— EXERCISE —
Apart from the images, reproduce all of the data word for word.

--- STUDY MATERIAL Enclosed Below ---

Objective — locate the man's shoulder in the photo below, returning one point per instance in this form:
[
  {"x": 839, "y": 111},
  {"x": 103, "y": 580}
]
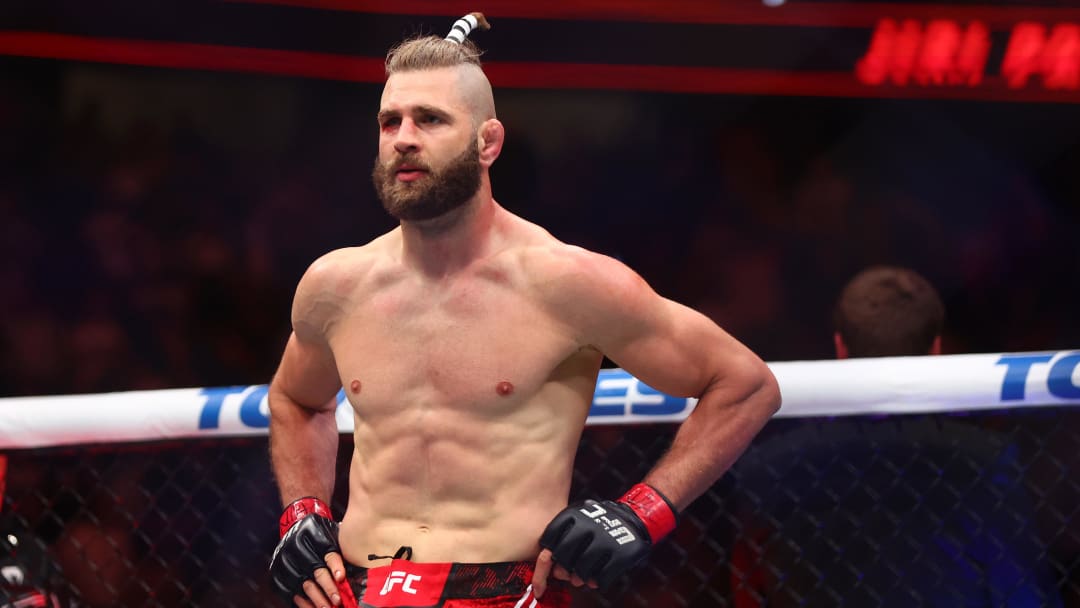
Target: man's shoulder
[
  {"x": 345, "y": 269},
  {"x": 565, "y": 273}
]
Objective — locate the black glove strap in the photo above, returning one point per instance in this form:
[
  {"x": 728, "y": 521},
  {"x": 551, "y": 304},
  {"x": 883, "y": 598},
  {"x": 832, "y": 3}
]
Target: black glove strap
[{"x": 302, "y": 551}]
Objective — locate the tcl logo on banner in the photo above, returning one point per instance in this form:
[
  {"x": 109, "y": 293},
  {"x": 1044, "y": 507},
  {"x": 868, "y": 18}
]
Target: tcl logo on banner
[{"x": 945, "y": 53}]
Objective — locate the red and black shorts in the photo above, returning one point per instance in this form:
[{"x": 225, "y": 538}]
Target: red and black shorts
[{"x": 405, "y": 583}]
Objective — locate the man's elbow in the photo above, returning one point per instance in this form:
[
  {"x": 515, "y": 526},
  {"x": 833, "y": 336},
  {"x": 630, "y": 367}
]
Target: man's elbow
[{"x": 764, "y": 390}]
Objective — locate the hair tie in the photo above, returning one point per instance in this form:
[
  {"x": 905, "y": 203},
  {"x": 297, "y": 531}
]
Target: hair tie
[{"x": 463, "y": 27}]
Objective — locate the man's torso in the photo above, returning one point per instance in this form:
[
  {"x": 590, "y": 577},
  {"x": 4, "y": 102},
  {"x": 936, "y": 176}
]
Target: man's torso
[{"x": 470, "y": 395}]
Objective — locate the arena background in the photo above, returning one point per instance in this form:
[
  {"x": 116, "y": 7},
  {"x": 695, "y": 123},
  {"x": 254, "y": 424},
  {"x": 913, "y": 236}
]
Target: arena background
[{"x": 167, "y": 171}]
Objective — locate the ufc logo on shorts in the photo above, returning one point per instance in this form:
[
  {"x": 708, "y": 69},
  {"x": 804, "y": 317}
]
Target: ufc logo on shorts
[{"x": 400, "y": 578}]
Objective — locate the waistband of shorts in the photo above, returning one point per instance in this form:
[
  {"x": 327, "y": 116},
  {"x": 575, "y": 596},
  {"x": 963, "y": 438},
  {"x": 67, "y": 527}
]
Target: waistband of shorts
[{"x": 467, "y": 580}]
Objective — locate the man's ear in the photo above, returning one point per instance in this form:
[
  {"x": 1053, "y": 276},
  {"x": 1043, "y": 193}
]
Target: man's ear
[
  {"x": 489, "y": 139},
  {"x": 841, "y": 349}
]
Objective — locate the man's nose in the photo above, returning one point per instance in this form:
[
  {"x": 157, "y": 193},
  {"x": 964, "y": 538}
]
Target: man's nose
[{"x": 406, "y": 139}]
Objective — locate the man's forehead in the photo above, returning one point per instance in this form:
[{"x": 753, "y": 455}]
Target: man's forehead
[{"x": 435, "y": 88}]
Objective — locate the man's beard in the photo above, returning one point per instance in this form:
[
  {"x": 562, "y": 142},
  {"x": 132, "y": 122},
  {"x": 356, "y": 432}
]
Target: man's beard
[{"x": 433, "y": 194}]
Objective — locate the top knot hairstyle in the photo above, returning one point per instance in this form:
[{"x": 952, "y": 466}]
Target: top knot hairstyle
[{"x": 431, "y": 52}]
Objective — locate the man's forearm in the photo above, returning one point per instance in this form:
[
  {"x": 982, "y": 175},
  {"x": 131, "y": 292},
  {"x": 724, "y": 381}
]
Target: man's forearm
[
  {"x": 302, "y": 448},
  {"x": 720, "y": 428}
]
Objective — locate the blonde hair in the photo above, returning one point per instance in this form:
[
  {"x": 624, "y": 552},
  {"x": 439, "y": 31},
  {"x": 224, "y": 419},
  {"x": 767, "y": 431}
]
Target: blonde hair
[{"x": 431, "y": 52}]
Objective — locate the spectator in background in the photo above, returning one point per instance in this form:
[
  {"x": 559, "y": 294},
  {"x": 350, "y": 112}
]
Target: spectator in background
[{"x": 899, "y": 511}]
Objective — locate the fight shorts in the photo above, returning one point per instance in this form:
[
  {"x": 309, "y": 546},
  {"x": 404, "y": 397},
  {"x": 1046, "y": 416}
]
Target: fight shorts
[{"x": 405, "y": 583}]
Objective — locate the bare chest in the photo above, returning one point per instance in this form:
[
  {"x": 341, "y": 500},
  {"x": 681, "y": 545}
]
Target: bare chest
[{"x": 473, "y": 345}]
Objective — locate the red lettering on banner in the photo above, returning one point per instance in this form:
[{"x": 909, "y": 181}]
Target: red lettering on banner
[
  {"x": 943, "y": 55},
  {"x": 1030, "y": 52},
  {"x": 1024, "y": 53},
  {"x": 1061, "y": 58},
  {"x": 971, "y": 59}
]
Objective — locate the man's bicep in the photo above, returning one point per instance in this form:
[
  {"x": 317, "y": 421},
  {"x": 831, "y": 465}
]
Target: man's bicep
[
  {"x": 674, "y": 349},
  {"x": 307, "y": 374}
]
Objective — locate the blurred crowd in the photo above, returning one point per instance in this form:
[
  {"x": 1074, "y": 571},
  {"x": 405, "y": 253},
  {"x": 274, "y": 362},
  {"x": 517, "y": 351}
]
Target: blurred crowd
[
  {"x": 145, "y": 250},
  {"x": 146, "y": 253}
]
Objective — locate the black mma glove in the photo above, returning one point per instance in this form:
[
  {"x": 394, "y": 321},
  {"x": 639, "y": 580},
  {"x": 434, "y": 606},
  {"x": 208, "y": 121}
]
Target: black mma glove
[
  {"x": 308, "y": 532},
  {"x": 601, "y": 540}
]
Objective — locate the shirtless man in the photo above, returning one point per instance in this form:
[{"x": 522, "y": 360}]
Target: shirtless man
[{"x": 469, "y": 341}]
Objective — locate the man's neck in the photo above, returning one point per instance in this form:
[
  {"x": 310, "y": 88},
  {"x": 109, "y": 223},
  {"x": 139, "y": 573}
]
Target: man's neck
[{"x": 448, "y": 243}]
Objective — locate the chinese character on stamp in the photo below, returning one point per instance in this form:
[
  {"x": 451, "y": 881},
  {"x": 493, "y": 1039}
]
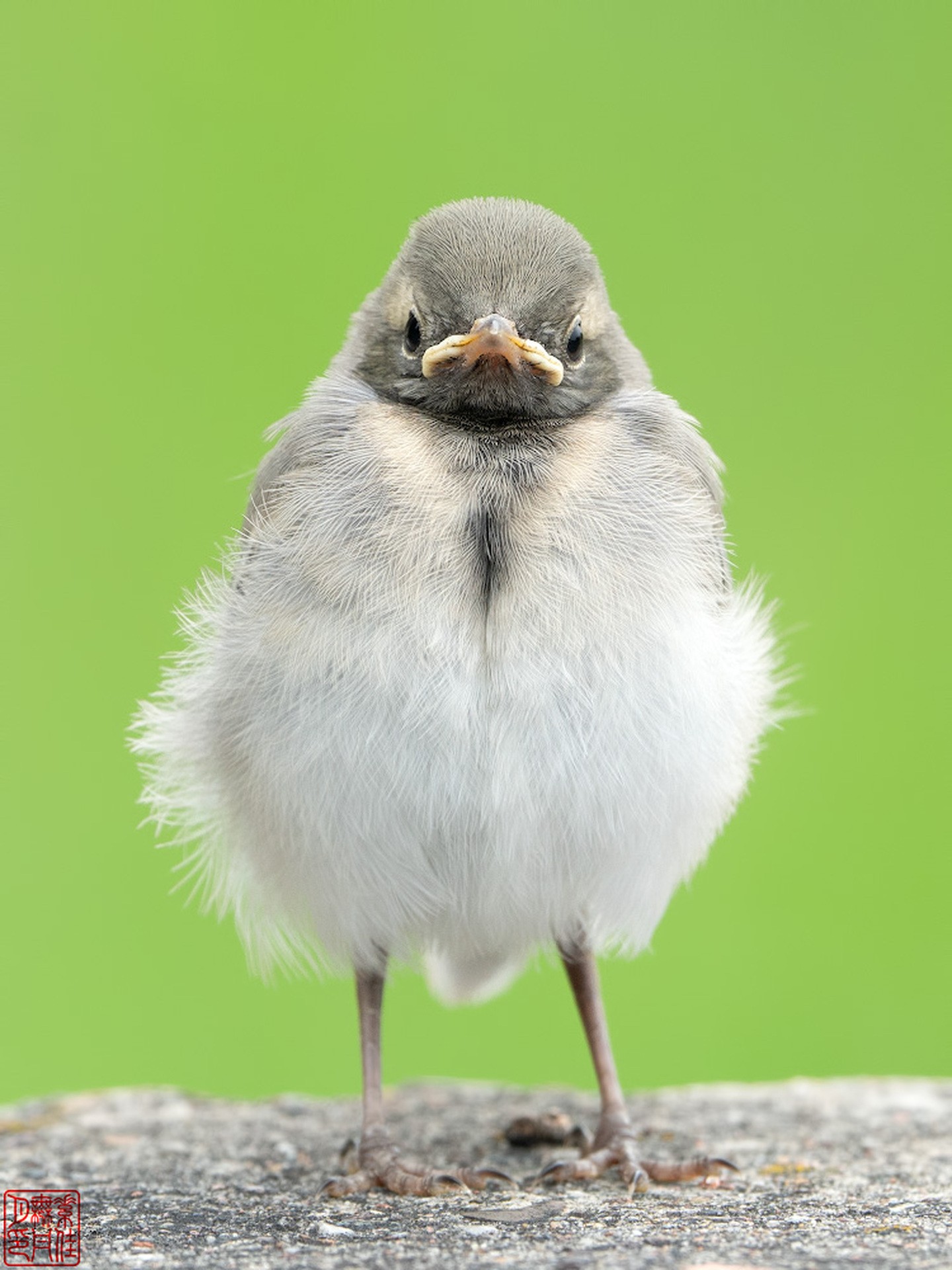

--- End of Enclosed STUDY MATERIAL ---

— WRITTEN REPLY —
Objective — locate the man's shoulder in the photo below, returning one point per instance in this form:
[
  {"x": 839, "y": 111},
  {"x": 103, "y": 580}
]
Target: man's shoulder
[
  {"x": 345, "y": 269},
  {"x": 565, "y": 273}
]
Objective — locate the black glove strap in the photo above, returning one point per instance in this form:
[
  {"x": 728, "y": 521},
  {"x": 551, "y": 304},
  {"x": 883, "y": 598},
  {"x": 832, "y": 3}
]
Target: black glove strap
[{"x": 302, "y": 551}]
Objective — locate the tcl logo on banner in the photo above, returning one point per instance in this form:
[
  {"x": 109, "y": 293},
  {"x": 1044, "y": 507},
  {"x": 868, "y": 18}
]
Target: tcl logo on banner
[{"x": 945, "y": 53}]
Objective — locate the red and black shorts in the photo above, returning one point per instance in this form:
[{"x": 225, "y": 538}]
Target: red and black shorts
[{"x": 405, "y": 583}]
Objective — locate the man's elbow in the photo above, returning one point per instance in this form:
[
  {"x": 515, "y": 526},
  {"x": 833, "y": 336},
  {"x": 630, "y": 367}
]
Target: man's elbow
[{"x": 764, "y": 390}]
Objective — locate the hair tie in the photo above, returning one point per instance in this form:
[
  {"x": 905, "y": 203},
  {"x": 297, "y": 531}
]
Target: hair tie
[{"x": 463, "y": 27}]
Objective — locate the man's torso in the photo above, returning one point per instance in this form:
[
  {"x": 590, "y": 577},
  {"x": 4, "y": 102},
  {"x": 936, "y": 176}
]
Target: man's torso
[{"x": 470, "y": 395}]
Objective — locate the arena background in the photo above, returning one point per instance in this form:
[
  {"x": 116, "y": 7},
  {"x": 695, "y": 123},
  {"x": 254, "y": 424},
  {"x": 913, "y": 236}
]
Target: arena background
[{"x": 167, "y": 171}]
Objective — locate the ufc logo on shorts in the photo above, returning one point per instance in this form:
[
  {"x": 708, "y": 69},
  {"x": 804, "y": 317}
]
Target: ufc logo on shorts
[{"x": 400, "y": 578}]
Objective — locate the waistband of shorts in the photo above, returning one point per instance in this form:
[
  {"x": 327, "y": 116},
  {"x": 575, "y": 596},
  {"x": 963, "y": 438},
  {"x": 67, "y": 527}
]
Target: waistband of shorts
[{"x": 467, "y": 580}]
Objective — locate the man's ear in the photo above, returning one point per instance in this form:
[
  {"x": 1053, "y": 276},
  {"x": 1043, "y": 193}
]
Target: man's ear
[
  {"x": 489, "y": 139},
  {"x": 841, "y": 349}
]
Objective — locate the man's nose in the photo above, returning one point per instance in this form:
[
  {"x": 157, "y": 193},
  {"x": 964, "y": 538}
]
Target: man's nose
[{"x": 406, "y": 139}]
Objective — locate the man's forehead in the photo above, returning one point per instance in this form:
[{"x": 753, "y": 455}]
Target: man's forehead
[{"x": 435, "y": 88}]
Objective — locate the man's beard in the photo above, returning one point per instance in this form:
[
  {"x": 562, "y": 142},
  {"x": 132, "y": 122},
  {"x": 356, "y": 432}
]
Target: man's beard
[{"x": 433, "y": 194}]
Objective — locate the top knot hairstyle in the photo above, returning one point per instance in this form:
[{"x": 952, "y": 466}]
Target: top knot hairstyle
[{"x": 431, "y": 52}]
Objective — locate the man's forearm in the photo above, returning one point per instance in this form:
[
  {"x": 982, "y": 175},
  {"x": 131, "y": 292},
  {"x": 724, "y": 381}
]
Target: man's forearm
[
  {"x": 302, "y": 448},
  {"x": 720, "y": 428}
]
Objective — locate the blonde hair in the photo above, returning one point per instance in this form:
[
  {"x": 624, "y": 552},
  {"x": 439, "y": 31},
  {"x": 224, "y": 419},
  {"x": 767, "y": 431}
]
Target: blonde hair
[{"x": 431, "y": 52}]
Objective — locate the spectator in background in the photo above, returning one point per instance in this form:
[
  {"x": 559, "y": 294},
  {"x": 350, "y": 112}
]
Target: spectator in background
[{"x": 899, "y": 511}]
Objective — locate the fight shorts in the photo above, returning one point per instance in this form:
[
  {"x": 309, "y": 546},
  {"x": 404, "y": 397},
  {"x": 1046, "y": 416}
]
Target: fight shorts
[{"x": 405, "y": 583}]
Objective — locate the bare chest in the photo above, returning one point per instance in this form:
[
  {"x": 341, "y": 500},
  {"x": 681, "y": 545}
]
Target: bare chest
[{"x": 473, "y": 345}]
Objective — locate the red lettering on banner in the photo above, returning one point per instance in this form:
[{"x": 909, "y": 181}]
Target: red lettering on banner
[
  {"x": 943, "y": 55},
  {"x": 1030, "y": 52},
  {"x": 1024, "y": 53},
  {"x": 1061, "y": 58},
  {"x": 971, "y": 59}
]
Objective — locate the man's bicep in the photo above, returning one point per instance in this form:
[
  {"x": 317, "y": 421},
  {"x": 831, "y": 465}
]
Target: man's bicep
[
  {"x": 674, "y": 349},
  {"x": 307, "y": 374}
]
Objective — locate the blurred crowd in the photo above, returning one point per instance in this form:
[
  {"x": 1074, "y": 571},
  {"x": 405, "y": 253},
  {"x": 274, "y": 362},
  {"x": 517, "y": 351}
]
Target: blurred crowd
[
  {"x": 145, "y": 250},
  {"x": 146, "y": 253}
]
Objective — locate the black mma glove in the photo above, returning one point per instance in this form:
[
  {"x": 394, "y": 321},
  {"x": 639, "y": 580},
  {"x": 434, "y": 606},
  {"x": 208, "y": 121}
]
Target: black mma glove
[
  {"x": 308, "y": 532},
  {"x": 601, "y": 540}
]
Objective — locate the shirtless man in the photo above, returning one point per instance in this form:
[{"x": 522, "y": 360}]
Target: shirtless man
[{"x": 469, "y": 341}]
Objective — locate the man's neck in the photo above, returning one point per instance in this form:
[
  {"x": 310, "y": 88},
  {"x": 109, "y": 223},
  {"x": 139, "y": 573}
]
Target: man's neck
[{"x": 448, "y": 243}]
Objective — locate the chinese character on stamp in the photo below, returning one point per instance in this form:
[
  {"x": 451, "y": 881},
  {"x": 493, "y": 1039}
]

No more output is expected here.